### Written request
Please count the lines in the material below that contain the word "target", treating uppercase and lowercase as different, and give only that number.

□ □ □ □

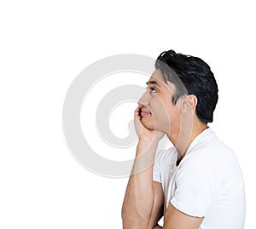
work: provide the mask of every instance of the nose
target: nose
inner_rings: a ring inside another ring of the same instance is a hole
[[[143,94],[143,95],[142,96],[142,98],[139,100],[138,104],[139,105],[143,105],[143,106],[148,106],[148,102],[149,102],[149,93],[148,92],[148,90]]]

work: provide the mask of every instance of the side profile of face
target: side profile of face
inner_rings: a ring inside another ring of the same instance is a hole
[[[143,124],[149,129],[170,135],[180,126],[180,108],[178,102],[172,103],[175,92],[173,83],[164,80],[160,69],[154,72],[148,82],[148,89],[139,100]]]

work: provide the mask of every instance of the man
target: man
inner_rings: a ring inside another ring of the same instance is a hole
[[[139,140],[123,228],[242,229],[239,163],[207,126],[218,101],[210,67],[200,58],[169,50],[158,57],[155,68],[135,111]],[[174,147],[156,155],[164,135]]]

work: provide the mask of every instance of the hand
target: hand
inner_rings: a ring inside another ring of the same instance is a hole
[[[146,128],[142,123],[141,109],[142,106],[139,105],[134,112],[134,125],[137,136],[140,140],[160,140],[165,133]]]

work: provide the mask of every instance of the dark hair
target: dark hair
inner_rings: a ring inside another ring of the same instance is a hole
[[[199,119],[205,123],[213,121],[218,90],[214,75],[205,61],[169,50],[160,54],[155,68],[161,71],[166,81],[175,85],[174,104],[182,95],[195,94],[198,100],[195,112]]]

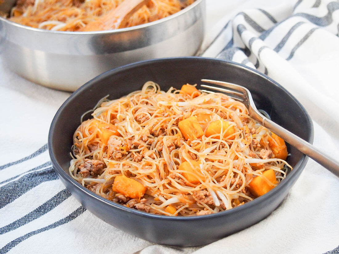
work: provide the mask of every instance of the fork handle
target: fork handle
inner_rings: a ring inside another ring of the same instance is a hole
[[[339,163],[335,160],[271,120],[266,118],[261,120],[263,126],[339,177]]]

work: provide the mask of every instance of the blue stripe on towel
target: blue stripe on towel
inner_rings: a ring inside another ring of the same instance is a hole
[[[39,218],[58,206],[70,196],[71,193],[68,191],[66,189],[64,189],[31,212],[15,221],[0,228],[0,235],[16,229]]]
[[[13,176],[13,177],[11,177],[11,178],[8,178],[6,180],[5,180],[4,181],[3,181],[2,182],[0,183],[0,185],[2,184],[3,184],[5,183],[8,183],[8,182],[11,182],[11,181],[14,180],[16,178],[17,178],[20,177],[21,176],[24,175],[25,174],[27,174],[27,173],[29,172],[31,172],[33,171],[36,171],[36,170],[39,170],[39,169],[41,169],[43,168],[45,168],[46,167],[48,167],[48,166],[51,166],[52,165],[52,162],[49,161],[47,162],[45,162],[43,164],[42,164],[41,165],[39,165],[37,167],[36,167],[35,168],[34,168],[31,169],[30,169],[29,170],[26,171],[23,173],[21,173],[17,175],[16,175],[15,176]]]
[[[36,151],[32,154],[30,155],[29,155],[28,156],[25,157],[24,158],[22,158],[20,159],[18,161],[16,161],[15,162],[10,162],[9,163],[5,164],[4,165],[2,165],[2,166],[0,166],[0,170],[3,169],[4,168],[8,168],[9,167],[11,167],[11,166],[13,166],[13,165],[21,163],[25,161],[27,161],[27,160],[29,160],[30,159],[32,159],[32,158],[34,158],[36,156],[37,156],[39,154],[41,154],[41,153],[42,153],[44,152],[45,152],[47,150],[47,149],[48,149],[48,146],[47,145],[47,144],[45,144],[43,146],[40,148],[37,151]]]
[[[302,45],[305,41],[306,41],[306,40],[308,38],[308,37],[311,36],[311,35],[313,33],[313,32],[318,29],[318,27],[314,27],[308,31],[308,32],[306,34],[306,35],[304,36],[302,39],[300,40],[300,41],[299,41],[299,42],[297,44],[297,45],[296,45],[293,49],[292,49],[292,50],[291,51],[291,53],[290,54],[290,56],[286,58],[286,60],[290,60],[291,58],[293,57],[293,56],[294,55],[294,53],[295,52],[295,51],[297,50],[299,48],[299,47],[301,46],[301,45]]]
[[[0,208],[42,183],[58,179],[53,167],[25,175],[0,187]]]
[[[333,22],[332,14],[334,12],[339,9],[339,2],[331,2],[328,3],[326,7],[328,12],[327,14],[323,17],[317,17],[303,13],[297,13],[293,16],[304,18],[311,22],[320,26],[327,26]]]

□ □ □ □

### Final result
7